**Source passage:**

============

Zhi House Blend Plum Oolong is a smooth and relaxing treat. Our Shui Xian oolong is blended with rich, succulent plum flavor to make this Plum Oolong.
Plum Oolong yields a natural fruit flavor, and a gentle warming cup. While the plum flavor has a nice depth of character on its own, we enjoy how it enhances rather than covers up the oolong leaves with this Plum Oolong.
The Plum Oolong was designed to soothe the soul and provide an evocative tea drinking experience in its simplicity. A great tea needs little more than to be enjoyed with friends or a good book, Plum Oolong is no exception.
A little more about the Shui Xian: these oolong leaves are about 70% oxidized and are similar to our Wu Yi or Sechong but a bit milder with more floral notes on the back end. This Plum Oolong tea can be resteeped with fantastic results.
Hint: Plum Oolong makes a superb sun tea.
2.0 oz Pouch $10.95 - 30 servings 37¢ per cup | 2.8 oz Tin $17.95 - 42 servings 43¢ per cup
Water: 195°F | Leaves: 1.5 teaspoons per 6 ounce cup | Infusion Time: 3-4 minutes
Basic Steeping Tips
- Use filtered or spring water, whenever possible
- Don’t overboil water
- Remove leaves after recommended time (adjust to taste)
- If you want stronger tea, use more leaves instead of steeping for a longer time
Leaves can be resteeped 2-3 times resulting in various flavor differences. Don’t throw out those leaves until they have given it all up!
Polyphenol in oolong tea is effective in controlling weight. It activates the enzyme that is responsible for dissolving triglycerides. Studies have confirmed that a 2-3 cup per day intake of oolong tea contributes to enhancing the function of fat metabolism and controlling obesity.

============

**Exercise instructions:**
Answer these questions about the tea description:
1. About how oxidized are the Shui Xian oolong leaves?
2. What water temperature is recommended for steeping?
3. How many servings does the 2.8 oz tin hold?
The lines below are unrelated to the tea description.

**Region pointing data:**
============

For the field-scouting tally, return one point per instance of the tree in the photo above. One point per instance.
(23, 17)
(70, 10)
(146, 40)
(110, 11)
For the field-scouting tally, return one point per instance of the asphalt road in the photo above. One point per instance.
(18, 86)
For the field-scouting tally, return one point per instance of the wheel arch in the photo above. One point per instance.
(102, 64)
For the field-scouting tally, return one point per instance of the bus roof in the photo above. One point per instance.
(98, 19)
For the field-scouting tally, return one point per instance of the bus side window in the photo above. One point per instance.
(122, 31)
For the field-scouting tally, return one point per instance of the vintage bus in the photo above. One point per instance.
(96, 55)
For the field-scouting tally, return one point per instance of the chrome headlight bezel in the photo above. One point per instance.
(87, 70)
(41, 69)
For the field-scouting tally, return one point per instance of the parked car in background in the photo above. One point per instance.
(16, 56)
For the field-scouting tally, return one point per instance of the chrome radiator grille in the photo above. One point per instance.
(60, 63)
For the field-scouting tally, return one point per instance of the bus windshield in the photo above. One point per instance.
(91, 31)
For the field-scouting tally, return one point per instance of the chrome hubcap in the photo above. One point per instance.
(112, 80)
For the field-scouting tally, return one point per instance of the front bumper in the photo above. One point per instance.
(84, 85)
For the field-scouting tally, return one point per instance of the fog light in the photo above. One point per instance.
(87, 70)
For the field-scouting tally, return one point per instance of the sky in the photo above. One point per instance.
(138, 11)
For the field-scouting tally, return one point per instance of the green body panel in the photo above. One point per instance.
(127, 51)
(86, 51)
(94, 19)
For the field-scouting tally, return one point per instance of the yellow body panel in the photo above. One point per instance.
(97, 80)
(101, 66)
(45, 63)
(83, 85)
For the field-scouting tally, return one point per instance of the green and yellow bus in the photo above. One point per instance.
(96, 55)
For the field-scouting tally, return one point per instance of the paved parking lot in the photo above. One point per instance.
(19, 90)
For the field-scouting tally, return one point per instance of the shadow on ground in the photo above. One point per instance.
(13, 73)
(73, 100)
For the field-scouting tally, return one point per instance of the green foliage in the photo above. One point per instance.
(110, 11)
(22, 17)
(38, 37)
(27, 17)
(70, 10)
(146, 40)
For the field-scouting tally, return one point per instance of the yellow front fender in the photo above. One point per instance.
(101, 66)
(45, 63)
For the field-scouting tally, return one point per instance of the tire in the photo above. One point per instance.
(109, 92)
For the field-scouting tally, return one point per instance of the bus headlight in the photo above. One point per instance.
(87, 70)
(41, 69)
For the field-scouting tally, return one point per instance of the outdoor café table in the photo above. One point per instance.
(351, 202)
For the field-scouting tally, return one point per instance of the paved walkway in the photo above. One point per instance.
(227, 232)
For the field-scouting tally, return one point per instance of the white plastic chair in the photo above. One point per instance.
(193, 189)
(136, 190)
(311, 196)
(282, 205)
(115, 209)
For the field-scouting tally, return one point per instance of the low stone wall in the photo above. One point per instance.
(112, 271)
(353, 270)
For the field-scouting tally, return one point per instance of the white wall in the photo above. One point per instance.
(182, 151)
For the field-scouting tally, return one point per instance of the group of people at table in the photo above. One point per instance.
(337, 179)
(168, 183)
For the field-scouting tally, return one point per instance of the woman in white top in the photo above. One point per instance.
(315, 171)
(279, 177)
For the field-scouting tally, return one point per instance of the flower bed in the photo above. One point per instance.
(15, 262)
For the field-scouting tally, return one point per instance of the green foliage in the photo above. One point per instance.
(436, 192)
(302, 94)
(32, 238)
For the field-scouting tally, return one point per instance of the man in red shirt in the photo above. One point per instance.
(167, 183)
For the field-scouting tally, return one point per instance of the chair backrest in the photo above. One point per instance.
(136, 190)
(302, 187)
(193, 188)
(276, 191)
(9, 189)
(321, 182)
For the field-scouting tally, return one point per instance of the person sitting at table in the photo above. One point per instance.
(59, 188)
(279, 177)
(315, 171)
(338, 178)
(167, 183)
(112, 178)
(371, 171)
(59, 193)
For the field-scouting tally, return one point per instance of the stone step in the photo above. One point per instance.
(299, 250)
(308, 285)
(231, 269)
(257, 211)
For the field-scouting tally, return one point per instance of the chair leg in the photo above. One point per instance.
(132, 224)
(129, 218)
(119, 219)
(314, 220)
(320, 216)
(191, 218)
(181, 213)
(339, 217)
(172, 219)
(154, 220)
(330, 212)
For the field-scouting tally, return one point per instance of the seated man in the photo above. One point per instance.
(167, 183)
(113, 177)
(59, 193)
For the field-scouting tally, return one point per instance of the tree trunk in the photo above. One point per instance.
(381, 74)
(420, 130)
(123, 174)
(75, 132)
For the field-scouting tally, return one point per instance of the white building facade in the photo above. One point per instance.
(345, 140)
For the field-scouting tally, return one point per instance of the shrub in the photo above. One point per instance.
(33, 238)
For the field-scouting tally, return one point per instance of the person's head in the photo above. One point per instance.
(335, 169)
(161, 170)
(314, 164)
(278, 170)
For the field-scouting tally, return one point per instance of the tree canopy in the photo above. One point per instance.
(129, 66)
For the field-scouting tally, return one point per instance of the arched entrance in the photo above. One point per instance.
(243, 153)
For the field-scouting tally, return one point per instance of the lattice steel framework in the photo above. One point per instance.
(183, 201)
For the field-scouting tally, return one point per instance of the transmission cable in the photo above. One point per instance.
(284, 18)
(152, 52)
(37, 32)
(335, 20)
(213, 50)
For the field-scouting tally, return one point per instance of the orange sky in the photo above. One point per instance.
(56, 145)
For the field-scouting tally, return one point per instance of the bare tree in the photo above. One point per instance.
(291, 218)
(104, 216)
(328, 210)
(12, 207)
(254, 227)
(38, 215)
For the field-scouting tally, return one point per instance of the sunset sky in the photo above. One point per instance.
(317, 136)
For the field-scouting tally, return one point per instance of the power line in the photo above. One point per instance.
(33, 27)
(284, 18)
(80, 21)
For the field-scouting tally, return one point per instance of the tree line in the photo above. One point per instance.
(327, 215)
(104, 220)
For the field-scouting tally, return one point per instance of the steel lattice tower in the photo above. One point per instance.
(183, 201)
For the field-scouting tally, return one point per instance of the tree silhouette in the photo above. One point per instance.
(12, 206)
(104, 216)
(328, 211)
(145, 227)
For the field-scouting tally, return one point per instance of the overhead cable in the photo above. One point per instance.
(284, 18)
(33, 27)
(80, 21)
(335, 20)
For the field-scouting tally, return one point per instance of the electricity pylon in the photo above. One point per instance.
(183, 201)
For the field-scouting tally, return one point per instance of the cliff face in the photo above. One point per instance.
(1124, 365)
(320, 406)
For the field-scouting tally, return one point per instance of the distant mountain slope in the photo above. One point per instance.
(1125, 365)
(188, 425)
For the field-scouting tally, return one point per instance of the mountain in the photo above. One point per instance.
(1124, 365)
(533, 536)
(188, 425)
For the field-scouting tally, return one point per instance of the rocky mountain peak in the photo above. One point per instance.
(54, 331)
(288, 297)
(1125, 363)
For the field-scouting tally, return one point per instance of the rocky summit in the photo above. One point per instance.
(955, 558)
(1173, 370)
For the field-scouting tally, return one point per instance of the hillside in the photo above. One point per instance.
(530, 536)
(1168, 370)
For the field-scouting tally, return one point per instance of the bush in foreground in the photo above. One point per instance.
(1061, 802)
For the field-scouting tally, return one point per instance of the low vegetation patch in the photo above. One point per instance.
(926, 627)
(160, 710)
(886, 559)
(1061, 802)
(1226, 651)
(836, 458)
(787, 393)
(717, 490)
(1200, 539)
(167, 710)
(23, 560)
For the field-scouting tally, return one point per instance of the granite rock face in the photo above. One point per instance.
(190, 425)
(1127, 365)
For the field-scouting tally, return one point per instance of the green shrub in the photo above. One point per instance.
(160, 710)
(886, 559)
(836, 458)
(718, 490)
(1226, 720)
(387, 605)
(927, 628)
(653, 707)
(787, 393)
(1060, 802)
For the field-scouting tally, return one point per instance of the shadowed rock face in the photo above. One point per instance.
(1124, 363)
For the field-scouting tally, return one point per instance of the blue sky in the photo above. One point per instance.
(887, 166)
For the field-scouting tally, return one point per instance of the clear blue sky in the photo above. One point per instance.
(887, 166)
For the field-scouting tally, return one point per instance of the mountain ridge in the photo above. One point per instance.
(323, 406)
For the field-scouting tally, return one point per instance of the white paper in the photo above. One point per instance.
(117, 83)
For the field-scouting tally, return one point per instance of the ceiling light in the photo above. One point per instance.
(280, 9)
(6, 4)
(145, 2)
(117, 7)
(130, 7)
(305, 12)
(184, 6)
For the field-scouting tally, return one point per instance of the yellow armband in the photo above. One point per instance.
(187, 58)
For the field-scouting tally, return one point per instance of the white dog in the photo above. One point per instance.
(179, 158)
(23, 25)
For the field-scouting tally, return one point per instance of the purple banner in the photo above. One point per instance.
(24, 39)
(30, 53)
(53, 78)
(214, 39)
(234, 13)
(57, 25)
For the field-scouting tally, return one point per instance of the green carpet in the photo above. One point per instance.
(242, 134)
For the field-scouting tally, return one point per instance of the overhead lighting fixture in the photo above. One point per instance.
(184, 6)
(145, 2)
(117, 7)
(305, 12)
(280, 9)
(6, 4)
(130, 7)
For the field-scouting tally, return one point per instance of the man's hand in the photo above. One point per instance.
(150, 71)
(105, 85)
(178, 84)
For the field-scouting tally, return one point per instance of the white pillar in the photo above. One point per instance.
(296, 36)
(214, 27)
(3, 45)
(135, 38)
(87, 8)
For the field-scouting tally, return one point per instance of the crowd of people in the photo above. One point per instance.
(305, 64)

============

**Output of the exercise:**
1. About 70%
2. 195°F
3. 42 servings